# START OF SOURCE
Parenting 101
Part 2
B - Breathe Image
You must establish your child's identity in God's image. Loving and caring for our children is a natural impulse for most parents, but helping them establish a godly identity is very much a matter of choice. Children need structure and discipline to enter into God's ways and take on His image, and this requires the structure and discipline of ourselves first.
Solomon says that parents need to be like warriors pointing our children like arrows towards a firm target, which is godliness (Psalms 127:4-5).
Paul, the Apostle, says, "Bring them (children) up with the discipline and instruction that comes from the Lord" (Ephesians 6:4). Note that this is not just any discipline or instruction, but the type that comes from, and leads one to the Lord.
Parents can do this consciously in a variety of ways:
Lead by godly example
My mother smoked, I began to smoke; my father drank alcohol every day, I began to drink alcohol; my parents went to nightclubs as entertainment, I began to hang around in these type of places as well. When I became a Christian, however, I had to unlearn (repent) these habits in order to live the godly life I had been called on to live as a Christian.
If you, the parent, pursue a godly image, your children will follow. Children can be taught theory about godliness from Sunday school or Christian summer camp, but they learn the practical side of godly living from watching you, the parent. The old saying is still true today, "Children don't do what you say, they do what you do."
Establish godly traditions
It is amazing to note that while they were in the desert, the Jews' entire life experience revolved around their worship of God: preparing sacrifices daily, moving and reassembling the tabernacle, feasts, prayer times, teaching, and the Sabbath each week to mention a few of their religious responsibilities. These were given in order to chip away at the sinful shell that living in a pagan land for four centuries had produced, and mold a people into a godly nation.
The work of breathing a godly image into our children is similar in approach. On a daily basis we mold them with rules and discipline according to biblical principles and morals; speaking the truth in love; disciplining in fairness without anger; affirming their individual personality and unique spiritual gifts; and encouraging personal devotion and prayer, just to name a few. Little by little, the tedious everyday work of molding them into spiritually minded and spiritually sensitive people is accomplished.
# END OF SOURCE
- _TASK INSTRUCTIONS_:
Summarize the parenting article in two sentences. The records were drawn from a separate source and have no connection to the parenting article.
# START OF INFORMATION SHOWN
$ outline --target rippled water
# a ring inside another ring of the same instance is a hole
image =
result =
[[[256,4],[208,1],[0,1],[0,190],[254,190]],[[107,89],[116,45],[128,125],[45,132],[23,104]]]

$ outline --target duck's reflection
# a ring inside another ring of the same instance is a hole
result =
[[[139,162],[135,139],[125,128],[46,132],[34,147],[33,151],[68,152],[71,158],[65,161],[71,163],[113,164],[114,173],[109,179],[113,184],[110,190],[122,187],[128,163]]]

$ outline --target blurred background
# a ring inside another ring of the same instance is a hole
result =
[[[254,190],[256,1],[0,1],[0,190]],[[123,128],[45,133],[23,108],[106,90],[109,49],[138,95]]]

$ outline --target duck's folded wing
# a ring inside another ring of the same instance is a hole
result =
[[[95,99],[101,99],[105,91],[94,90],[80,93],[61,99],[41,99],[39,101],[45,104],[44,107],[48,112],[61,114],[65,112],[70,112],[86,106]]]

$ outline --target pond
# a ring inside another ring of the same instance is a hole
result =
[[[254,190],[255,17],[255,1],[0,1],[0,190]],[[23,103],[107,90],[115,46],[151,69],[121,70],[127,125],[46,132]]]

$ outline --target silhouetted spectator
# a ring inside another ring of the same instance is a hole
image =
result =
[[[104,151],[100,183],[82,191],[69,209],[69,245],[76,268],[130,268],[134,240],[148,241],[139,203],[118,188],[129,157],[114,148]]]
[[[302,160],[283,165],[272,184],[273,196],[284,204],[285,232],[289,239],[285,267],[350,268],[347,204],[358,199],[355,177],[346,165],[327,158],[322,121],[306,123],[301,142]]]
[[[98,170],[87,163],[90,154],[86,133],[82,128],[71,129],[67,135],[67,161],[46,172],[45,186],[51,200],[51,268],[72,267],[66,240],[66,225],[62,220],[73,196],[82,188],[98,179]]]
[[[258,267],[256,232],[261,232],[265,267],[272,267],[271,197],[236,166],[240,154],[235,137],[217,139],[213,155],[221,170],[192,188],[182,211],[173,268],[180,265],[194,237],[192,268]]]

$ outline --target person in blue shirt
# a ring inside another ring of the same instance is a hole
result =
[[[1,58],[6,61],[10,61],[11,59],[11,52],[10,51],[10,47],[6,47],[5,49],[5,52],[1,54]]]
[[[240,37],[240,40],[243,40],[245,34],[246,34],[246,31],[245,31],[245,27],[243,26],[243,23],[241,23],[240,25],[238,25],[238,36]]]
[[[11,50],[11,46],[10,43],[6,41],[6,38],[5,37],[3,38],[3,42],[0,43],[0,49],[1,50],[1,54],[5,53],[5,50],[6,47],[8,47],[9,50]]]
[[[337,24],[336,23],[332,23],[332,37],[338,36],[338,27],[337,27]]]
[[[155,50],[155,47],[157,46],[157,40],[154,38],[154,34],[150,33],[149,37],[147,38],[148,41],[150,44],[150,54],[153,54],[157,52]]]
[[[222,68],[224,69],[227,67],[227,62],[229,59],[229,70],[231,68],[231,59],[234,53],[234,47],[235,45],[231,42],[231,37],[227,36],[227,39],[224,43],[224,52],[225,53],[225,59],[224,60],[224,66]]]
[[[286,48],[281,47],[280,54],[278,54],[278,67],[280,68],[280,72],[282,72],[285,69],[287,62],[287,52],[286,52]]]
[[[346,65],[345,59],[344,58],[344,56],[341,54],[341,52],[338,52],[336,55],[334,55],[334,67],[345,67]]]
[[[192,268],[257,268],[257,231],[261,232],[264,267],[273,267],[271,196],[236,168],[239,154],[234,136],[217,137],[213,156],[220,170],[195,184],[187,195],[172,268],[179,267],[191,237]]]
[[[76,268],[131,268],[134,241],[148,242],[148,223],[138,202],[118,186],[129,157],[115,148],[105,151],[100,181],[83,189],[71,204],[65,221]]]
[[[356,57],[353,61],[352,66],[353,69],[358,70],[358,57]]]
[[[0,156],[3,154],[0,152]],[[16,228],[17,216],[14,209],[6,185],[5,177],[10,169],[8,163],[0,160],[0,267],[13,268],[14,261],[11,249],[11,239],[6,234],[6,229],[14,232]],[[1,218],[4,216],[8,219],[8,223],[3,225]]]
# END OF INFORMATION SHOWN
- _RESPONSE BELOW_:
The article holds that parents must deliberately establish their children's identity in God's image, which calls for structure and discipline that begin with the parents themselves. It names two ways to do this: leading by godly example, since children learn the practical side of godly living by watching their parents, and establishing godly traditions that mold children daily through biblical rules and discipline, affirmation of their personality and gifts, and encouragement of personal devotion and prayer.